▶ _할 일_
자료 맨 처음부터 "x=203, y=378"가 있는 줄까지, 그 줄도 넣어서 JSON 문자열 목록으로 옮겨 적으세요. 한 줄을 문자열 하나로 하고 빈 줄은 빼세요.

▶ _이번 자료_
========================================================================
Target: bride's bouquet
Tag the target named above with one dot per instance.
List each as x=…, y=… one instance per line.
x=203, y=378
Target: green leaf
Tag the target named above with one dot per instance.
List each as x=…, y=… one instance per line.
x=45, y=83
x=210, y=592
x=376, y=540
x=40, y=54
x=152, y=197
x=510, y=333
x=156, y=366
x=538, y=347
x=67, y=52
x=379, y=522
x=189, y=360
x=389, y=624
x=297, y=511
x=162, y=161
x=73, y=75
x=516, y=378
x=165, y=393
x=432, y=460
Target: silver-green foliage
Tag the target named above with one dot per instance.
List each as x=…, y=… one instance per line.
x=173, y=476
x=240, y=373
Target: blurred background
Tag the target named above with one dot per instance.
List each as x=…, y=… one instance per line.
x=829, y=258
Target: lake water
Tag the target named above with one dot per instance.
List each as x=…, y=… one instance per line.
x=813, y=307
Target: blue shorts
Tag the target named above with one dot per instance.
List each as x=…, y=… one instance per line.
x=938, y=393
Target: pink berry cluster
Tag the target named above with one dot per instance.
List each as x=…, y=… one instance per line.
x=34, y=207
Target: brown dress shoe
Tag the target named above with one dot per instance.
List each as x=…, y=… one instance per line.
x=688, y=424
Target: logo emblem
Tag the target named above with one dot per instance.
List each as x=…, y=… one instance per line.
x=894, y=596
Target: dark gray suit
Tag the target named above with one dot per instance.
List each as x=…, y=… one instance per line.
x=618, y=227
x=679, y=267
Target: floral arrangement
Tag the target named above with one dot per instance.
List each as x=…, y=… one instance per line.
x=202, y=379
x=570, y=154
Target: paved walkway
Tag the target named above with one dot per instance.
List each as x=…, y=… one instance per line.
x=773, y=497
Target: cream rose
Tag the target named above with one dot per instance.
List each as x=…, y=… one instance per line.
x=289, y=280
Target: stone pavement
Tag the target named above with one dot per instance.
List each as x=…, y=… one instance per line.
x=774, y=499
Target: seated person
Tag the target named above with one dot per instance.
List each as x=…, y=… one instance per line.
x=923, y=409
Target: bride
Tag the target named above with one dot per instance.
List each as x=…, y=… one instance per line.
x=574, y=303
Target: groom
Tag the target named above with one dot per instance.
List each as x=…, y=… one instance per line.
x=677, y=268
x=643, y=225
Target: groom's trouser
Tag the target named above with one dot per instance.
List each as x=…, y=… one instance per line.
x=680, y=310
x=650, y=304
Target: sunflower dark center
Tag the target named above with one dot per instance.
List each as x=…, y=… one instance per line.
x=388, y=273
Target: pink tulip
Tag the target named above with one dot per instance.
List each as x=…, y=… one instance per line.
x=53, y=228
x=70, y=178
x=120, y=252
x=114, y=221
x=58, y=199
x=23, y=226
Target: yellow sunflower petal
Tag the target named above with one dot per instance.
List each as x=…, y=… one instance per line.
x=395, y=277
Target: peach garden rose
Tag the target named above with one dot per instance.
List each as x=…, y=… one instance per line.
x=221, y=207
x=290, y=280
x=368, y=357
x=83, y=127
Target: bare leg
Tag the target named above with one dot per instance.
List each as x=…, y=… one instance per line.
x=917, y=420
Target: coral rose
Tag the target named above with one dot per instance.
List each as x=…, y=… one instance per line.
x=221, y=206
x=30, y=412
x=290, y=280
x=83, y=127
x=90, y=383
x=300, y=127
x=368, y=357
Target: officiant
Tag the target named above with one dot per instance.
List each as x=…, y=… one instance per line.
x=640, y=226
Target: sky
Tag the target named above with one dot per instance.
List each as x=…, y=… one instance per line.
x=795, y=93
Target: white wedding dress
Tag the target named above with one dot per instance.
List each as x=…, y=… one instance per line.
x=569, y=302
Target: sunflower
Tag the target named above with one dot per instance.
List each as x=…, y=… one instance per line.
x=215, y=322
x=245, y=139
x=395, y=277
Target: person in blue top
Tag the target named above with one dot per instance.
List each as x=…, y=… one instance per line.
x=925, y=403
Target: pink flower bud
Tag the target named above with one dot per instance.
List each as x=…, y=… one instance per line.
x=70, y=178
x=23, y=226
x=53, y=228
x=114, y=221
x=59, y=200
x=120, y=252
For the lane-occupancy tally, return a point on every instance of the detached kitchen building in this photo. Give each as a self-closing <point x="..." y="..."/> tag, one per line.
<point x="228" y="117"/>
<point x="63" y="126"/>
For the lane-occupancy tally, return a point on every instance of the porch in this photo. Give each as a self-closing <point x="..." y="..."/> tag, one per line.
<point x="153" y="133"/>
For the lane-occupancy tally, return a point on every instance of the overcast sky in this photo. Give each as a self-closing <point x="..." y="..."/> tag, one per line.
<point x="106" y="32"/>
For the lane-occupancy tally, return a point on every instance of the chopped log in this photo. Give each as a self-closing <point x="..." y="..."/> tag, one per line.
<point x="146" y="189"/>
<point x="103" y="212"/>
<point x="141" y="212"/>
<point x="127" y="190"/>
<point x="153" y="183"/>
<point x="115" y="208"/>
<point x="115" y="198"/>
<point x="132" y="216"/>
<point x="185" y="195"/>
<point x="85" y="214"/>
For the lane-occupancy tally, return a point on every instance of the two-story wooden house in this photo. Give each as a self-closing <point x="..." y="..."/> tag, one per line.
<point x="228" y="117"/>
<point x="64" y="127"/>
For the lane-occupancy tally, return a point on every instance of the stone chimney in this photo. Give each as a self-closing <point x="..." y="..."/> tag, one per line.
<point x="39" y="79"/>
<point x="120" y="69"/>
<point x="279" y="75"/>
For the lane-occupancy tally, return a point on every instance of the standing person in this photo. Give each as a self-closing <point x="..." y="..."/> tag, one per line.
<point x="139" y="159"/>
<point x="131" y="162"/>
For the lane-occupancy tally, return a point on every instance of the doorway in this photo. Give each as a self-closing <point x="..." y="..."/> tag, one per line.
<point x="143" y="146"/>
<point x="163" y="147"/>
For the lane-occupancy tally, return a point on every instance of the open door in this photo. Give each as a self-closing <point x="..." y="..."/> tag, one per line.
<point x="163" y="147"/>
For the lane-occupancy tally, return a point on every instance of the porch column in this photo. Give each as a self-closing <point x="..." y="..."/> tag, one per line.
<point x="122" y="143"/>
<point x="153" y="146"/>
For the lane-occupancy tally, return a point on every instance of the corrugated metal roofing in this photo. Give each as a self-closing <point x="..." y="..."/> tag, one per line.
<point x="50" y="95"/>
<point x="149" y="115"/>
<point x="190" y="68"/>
========================================================================
▶ _결과_
[
  "Target: bride's bouquet",
  "Tag the target named above with one dot per instance.",
  "List each as x=…, y=… one instance per line.",
  "x=203, y=378"
]